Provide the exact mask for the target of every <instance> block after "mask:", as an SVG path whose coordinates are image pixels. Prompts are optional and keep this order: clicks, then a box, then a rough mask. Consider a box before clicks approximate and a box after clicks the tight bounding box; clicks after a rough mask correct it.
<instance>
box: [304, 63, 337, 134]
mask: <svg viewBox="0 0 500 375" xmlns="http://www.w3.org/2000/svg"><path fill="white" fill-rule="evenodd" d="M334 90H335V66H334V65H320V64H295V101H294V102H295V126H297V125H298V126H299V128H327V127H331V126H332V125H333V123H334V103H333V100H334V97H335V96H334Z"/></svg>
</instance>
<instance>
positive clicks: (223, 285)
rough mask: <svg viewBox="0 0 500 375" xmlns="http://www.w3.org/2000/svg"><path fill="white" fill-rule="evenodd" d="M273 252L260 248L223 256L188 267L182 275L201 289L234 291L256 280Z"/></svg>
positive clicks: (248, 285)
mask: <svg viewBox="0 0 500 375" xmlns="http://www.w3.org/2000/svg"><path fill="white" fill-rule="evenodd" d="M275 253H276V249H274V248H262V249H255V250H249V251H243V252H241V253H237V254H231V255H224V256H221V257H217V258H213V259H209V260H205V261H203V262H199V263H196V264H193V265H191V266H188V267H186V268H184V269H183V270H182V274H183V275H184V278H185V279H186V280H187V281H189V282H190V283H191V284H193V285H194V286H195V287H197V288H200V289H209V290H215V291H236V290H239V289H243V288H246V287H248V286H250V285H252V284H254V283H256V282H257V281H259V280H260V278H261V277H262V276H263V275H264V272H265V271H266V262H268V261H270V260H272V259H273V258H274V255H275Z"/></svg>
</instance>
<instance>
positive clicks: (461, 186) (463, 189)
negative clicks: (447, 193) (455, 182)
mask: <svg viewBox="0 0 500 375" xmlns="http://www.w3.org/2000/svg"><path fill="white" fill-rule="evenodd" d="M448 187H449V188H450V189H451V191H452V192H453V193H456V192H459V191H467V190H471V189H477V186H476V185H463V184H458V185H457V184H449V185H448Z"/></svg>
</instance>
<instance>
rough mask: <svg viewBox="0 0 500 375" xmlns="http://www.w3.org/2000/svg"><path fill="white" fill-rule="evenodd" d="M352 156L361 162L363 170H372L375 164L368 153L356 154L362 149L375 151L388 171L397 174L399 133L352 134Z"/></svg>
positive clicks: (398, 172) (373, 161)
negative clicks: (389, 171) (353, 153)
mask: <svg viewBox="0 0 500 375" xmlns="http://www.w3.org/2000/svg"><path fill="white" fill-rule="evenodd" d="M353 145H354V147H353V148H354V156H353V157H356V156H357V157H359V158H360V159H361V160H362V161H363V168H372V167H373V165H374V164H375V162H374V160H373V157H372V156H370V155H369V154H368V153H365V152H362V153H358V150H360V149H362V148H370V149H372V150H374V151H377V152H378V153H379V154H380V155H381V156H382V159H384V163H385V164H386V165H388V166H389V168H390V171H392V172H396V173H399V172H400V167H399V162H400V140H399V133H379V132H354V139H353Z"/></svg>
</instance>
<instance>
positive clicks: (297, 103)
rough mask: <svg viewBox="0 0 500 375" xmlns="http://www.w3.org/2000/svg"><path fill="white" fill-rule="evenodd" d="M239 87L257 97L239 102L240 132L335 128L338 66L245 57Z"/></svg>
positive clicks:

○ ○ ○ ○ ○ ○ ○

→ **Work required**: Starting at the line where "negative clicks: (389, 171) (353, 153)" appears, write out every line exactly as it stands until the listing ends, and add nothing.

→ **Solution to this problem**:
negative clicks: (389, 171) (353, 153)
mask: <svg viewBox="0 0 500 375" xmlns="http://www.w3.org/2000/svg"><path fill="white" fill-rule="evenodd" d="M353 145H354V147H353V148H354V156H353V157H356V156H357V157H359V158H360V159H361V160H362V161H363V168H372V167H373V165H374V164H375V162H374V160H373V157H372V156H370V155H369V154H368V153H365V152H362V153H358V150H360V149H362V148H370V149H372V150H374V151H377V152H378V153H379V154H380V155H381V156H382V159H384V163H385V164H386V165H388V166H389V168H390V171H392V172H396V173H399V172H400V167H399V162H400V140H399V133H379V132H354V139H353Z"/></svg>
</instance>
<instance>
positive clicks: (297, 103)
rough mask: <svg viewBox="0 0 500 375" xmlns="http://www.w3.org/2000/svg"><path fill="white" fill-rule="evenodd" d="M239 87L257 97L239 102L240 132L335 128L338 66L245 57Z"/></svg>
positive clicks:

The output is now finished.